[Opening Excerpted data section]
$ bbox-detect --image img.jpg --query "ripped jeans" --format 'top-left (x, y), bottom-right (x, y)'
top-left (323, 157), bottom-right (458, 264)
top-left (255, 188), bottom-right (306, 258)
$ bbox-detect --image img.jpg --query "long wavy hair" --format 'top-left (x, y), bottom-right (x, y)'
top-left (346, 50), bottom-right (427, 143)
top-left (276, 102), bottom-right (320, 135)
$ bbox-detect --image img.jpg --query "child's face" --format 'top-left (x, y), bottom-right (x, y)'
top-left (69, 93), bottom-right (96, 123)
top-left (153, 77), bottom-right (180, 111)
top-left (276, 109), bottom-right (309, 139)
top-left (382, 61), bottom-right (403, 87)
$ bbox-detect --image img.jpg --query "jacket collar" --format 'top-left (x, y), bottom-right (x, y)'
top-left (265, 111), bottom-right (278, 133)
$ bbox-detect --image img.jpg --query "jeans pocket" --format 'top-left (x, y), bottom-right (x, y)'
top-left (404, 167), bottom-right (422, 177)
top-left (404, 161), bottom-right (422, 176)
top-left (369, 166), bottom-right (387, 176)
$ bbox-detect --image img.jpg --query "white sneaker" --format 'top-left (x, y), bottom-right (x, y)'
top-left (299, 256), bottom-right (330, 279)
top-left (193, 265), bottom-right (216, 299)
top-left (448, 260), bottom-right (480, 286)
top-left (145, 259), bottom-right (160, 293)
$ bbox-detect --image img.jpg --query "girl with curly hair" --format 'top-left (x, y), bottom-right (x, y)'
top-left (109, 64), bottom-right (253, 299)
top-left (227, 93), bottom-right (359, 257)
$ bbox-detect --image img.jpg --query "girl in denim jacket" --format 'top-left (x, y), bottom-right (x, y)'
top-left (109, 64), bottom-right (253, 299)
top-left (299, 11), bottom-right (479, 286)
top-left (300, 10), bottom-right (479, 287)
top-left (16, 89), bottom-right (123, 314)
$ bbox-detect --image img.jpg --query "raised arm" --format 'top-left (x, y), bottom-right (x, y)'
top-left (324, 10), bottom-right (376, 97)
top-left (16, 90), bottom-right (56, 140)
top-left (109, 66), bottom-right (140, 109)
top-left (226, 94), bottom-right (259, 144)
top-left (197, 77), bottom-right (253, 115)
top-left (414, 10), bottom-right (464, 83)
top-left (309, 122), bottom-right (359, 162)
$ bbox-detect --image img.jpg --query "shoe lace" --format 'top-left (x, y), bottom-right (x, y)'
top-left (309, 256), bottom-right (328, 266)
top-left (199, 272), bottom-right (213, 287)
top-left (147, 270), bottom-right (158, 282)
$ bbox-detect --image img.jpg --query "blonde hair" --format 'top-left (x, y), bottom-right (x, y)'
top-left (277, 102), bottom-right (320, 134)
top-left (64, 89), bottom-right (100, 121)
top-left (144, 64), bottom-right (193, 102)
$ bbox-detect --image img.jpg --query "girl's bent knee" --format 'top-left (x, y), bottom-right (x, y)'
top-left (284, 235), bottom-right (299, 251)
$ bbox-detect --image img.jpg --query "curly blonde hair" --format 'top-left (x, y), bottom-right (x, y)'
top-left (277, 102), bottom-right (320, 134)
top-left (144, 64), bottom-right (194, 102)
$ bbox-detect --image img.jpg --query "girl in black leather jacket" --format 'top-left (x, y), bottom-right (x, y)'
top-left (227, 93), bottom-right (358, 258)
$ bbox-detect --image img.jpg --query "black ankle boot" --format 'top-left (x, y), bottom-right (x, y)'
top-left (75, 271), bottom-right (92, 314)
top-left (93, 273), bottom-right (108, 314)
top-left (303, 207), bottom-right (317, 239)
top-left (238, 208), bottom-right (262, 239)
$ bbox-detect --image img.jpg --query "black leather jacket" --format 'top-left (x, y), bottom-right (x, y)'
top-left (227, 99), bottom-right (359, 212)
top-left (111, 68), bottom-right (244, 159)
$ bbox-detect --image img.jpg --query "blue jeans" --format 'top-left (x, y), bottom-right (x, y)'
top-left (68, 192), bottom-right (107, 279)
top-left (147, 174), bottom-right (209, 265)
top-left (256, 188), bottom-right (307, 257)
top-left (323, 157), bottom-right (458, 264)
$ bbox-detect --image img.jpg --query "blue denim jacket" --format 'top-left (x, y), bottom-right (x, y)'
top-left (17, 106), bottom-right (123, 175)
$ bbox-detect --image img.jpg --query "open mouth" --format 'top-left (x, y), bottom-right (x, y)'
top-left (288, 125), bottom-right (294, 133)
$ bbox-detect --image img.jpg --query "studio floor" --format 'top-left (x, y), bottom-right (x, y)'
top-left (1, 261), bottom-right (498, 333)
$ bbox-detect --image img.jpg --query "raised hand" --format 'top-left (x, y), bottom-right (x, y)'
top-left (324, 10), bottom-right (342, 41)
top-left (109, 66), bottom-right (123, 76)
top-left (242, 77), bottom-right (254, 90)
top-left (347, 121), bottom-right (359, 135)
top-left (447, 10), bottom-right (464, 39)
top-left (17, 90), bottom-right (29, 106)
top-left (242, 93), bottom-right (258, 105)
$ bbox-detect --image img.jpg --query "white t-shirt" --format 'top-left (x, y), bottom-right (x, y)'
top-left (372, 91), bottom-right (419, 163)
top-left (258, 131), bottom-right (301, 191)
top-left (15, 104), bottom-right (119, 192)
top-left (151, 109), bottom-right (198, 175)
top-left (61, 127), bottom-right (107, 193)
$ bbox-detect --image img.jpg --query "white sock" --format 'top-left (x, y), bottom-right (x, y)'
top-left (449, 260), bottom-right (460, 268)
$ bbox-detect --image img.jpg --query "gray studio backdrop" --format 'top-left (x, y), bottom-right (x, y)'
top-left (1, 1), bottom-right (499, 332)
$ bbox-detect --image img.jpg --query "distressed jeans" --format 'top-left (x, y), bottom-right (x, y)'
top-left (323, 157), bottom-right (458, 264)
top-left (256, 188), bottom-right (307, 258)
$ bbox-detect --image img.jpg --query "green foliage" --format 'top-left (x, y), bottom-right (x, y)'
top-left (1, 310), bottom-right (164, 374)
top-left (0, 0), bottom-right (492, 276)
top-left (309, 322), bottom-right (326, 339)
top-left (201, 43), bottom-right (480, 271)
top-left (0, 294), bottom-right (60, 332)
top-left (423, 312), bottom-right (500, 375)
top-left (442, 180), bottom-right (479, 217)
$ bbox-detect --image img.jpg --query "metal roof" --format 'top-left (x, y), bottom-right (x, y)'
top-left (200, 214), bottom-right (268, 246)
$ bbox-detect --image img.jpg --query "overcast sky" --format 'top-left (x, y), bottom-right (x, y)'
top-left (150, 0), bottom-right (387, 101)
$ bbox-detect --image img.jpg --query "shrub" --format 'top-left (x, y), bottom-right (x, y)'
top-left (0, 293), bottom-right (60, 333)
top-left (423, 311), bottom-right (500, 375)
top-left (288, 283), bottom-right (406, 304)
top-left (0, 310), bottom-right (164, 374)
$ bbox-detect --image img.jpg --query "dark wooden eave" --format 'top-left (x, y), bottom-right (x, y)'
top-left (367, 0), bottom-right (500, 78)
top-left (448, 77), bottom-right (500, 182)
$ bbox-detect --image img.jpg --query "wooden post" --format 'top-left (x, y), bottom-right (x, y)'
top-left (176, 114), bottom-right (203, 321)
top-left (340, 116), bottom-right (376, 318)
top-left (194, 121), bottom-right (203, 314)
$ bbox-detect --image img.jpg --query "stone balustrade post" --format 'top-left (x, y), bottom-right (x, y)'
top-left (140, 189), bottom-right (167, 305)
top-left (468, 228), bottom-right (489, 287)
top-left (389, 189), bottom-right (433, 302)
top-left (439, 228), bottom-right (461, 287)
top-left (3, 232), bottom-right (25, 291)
[Closing Excerpted data section]
[Exercise objective]:
Transcribe every record. Match each line exactly.

[Task answer]:
$ bbox-detect --image img.jpg --query "ripped jeans" --format 'top-left (x, y), bottom-right (x, y)'
top-left (323, 157), bottom-right (458, 264)
top-left (255, 188), bottom-right (306, 258)
$ bbox-detect --image img.jpg --query "long wavy hair" --format 'top-left (x, y), bottom-right (x, y)'
top-left (346, 50), bottom-right (427, 143)
top-left (276, 102), bottom-right (320, 135)
$ bbox-detect --image img.jpg --query "child's face" --format 'top-left (x, y), bottom-right (x, y)'
top-left (69, 93), bottom-right (96, 123)
top-left (153, 77), bottom-right (180, 111)
top-left (276, 109), bottom-right (309, 139)
top-left (382, 61), bottom-right (403, 87)
$ bbox-detect --image img.jpg --query "jacket collar" --format 'top-left (x, y), bottom-right (x, y)'
top-left (265, 111), bottom-right (278, 133)
$ bbox-detect --image img.jpg --query "jeans pocket" --format 'top-left (x, y), bottom-right (x, y)'
top-left (404, 167), bottom-right (422, 177)
top-left (404, 161), bottom-right (422, 176)
top-left (369, 166), bottom-right (387, 176)
$ bbox-detect --image img.jpg --query "white sneaker" --format 'top-left (x, y), bottom-right (x, y)'
top-left (299, 256), bottom-right (330, 279)
top-left (193, 265), bottom-right (216, 299)
top-left (448, 260), bottom-right (480, 286)
top-left (145, 259), bottom-right (160, 293)
$ bbox-detect --image img.jpg --query "girl with curly hair" --format 'top-left (x, y), bottom-right (x, y)'
top-left (109, 64), bottom-right (253, 299)
top-left (227, 93), bottom-right (359, 257)
$ bbox-detect --image img.jpg --query "girl in denim jacket" --format 'top-left (x, y), bottom-right (x, y)'
top-left (109, 64), bottom-right (253, 299)
top-left (299, 11), bottom-right (479, 286)
top-left (300, 10), bottom-right (479, 287)
top-left (16, 89), bottom-right (123, 314)
$ bbox-detect --image img.jpg --query "raised arm" --format 'top-left (x, y), bottom-right (x, y)'
top-left (324, 10), bottom-right (376, 97)
top-left (16, 90), bottom-right (56, 140)
top-left (109, 66), bottom-right (140, 109)
top-left (226, 94), bottom-right (259, 144)
top-left (197, 77), bottom-right (253, 115)
top-left (414, 10), bottom-right (464, 83)
top-left (309, 122), bottom-right (359, 162)
$ bbox-detect --image img.jpg --query "shoe lace" --format 'top-left (x, y), bottom-right (x, y)'
top-left (309, 256), bottom-right (328, 266)
top-left (199, 272), bottom-right (213, 287)
top-left (147, 270), bottom-right (158, 282)
$ bbox-detect --image img.jpg --query "blonde hair" --format 'top-left (x, y), bottom-right (x, y)'
top-left (277, 102), bottom-right (320, 134)
top-left (64, 89), bottom-right (100, 121)
top-left (144, 64), bottom-right (193, 102)
$ bbox-detect --image img.jpg --query "girl's bent knee" --format 'top-left (x, y), bottom-right (x, y)'
top-left (284, 235), bottom-right (299, 251)
$ bbox-detect --image img.jpg --query "curly blonde hair" --format 'top-left (x, y), bottom-right (x, y)'
top-left (277, 102), bottom-right (320, 134)
top-left (144, 64), bottom-right (194, 102)
$ bbox-detect --image img.jpg --query "girl in black leather jacket" --format 'top-left (x, y), bottom-right (x, y)'
top-left (227, 93), bottom-right (358, 258)
$ bbox-detect --image img.jpg --query "black ankle boot" --format 'top-left (x, y), bottom-right (x, y)'
top-left (75, 271), bottom-right (92, 314)
top-left (93, 273), bottom-right (108, 314)
top-left (303, 207), bottom-right (317, 239)
top-left (238, 208), bottom-right (262, 239)
$ bbox-detect --image img.jpg --query "black leather jacket" --format 'top-left (x, y), bottom-right (x, y)'
top-left (227, 99), bottom-right (359, 212)
top-left (111, 68), bottom-right (244, 159)
$ bbox-detect --image img.jpg --query "blue jeans" --format 'top-left (x, y), bottom-right (x, y)'
top-left (68, 192), bottom-right (107, 279)
top-left (147, 174), bottom-right (209, 265)
top-left (256, 188), bottom-right (307, 257)
top-left (323, 157), bottom-right (458, 264)
$ bbox-detect --image img.jpg --query "blue denim jacket" --format 'top-left (x, y), bottom-right (x, y)'
top-left (17, 106), bottom-right (123, 175)
$ bbox-detect --image img.jpg --query "open mouth" --format 'top-left (x, y), bottom-right (x, y)'
top-left (288, 125), bottom-right (294, 133)
$ bbox-detect --image img.jpg --query "studio floor" --format 'top-left (x, y), bottom-right (x, y)'
top-left (1, 261), bottom-right (498, 333)
$ bbox-detect --image img.jpg --query "raised hand" --format 'top-left (x, y), bottom-right (x, y)'
top-left (324, 10), bottom-right (342, 41)
top-left (109, 66), bottom-right (123, 76)
top-left (242, 77), bottom-right (254, 90)
top-left (347, 121), bottom-right (359, 135)
top-left (447, 10), bottom-right (464, 39)
top-left (17, 90), bottom-right (29, 106)
top-left (242, 93), bottom-right (258, 105)
$ bbox-detect --image img.jpg --query "white t-shirt" --format 'top-left (x, y), bottom-right (x, y)'
top-left (372, 91), bottom-right (419, 163)
top-left (258, 131), bottom-right (301, 191)
top-left (15, 104), bottom-right (119, 192)
top-left (151, 109), bottom-right (198, 175)
top-left (61, 127), bottom-right (107, 193)
$ bbox-detect --image img.jpg --query "white sock" --format 'top-left (x, y), bottom-right (x, y)'
top-left (449, 260), bottom-right (460, 268)
$ bbox-detect --image img.jpg --query "gray studio backdrop" --format 'top-left (x, y), bottom-right (x, y)'
top-left (1, 1), bottom-right (499, 332)
$ bbox-detect --image img.jpg --query "distressed jeans" --format 'top-left (x, y), bottom-right (x, y)'
top-left (323, 157), bottom-right (458, 264)
top-left (256, 188), bottom-right (307, 258)
$ bbox-detect --image img.jpg --query "green foliage" --format 'top-left (x, y), bottom-right (x, y)'
top-left (1, 310), bottom-right (164, 374)
top-left (0, 0), bottom-right (492, 276)
top-left (309, 322), bottom-right (326, 339)
top-left (201, 43), bottom-right (480, 271)
top-left (0, 294), bottom-right (60, 332)
top-left (423, 312), bottom-right (500, 375)
top-left (442, 180), bottom-right (479, 217)
$ bbox-detect --image img.jpg --query "metal roof" --format 'top-left (x, y), bottom-right (x, y)'
top-left (200, 214), bottom-right (268, 246)
$ bbox-detect --image img.jpg --query "overcast sky" --format 'top-left (x, y), bottom-right (x, y)'
top-left (150, 0), bottom-right (387, 101)
$ bbox-detect --image img.jpg --query "shrub" --format 'top-left (x, y), bottom-right (x, y)'
top-left (0, 293), bottom-right (60, 333)
top-left (423, 311), bottom-right (500, 375)
top-left (288, 283), bottom-right (406, 304)
top-left (0, 310), bottom-right (164, 374)
$ bbox-detect --image img.jpg --query "dark wooden eave" --format 'top-left (x, y), bottom-right (x, y)'
top-left (367, 0), bottom-right (500, 78)
top-left (448, 77), bottom-right (500, 182)
$ bbox-detect --image img.jpg --query "wooden post" --format 'top-left (x, y), bottom-right (x, y)'
top-left (176, 114), bottom-right (203, 321)
top-left (340, 116), bottom-right (376, 318)
top-left (194, 121), bottom-right (203, 314)
$ bbox-detect --image img.jpg --query "stone balustrade post" --format 'top-left (x, y), bottom-right (x, y)'
top-left (140, 189), bottom-right (167, 305)
top-left (468, 228), bottom-right (489, 287)
top-left (389, 189), bottom-right (433, 302)
top-left (439, 228), bottom-right (461, 287)
top-left (3, 232), bottom-right (25, 291)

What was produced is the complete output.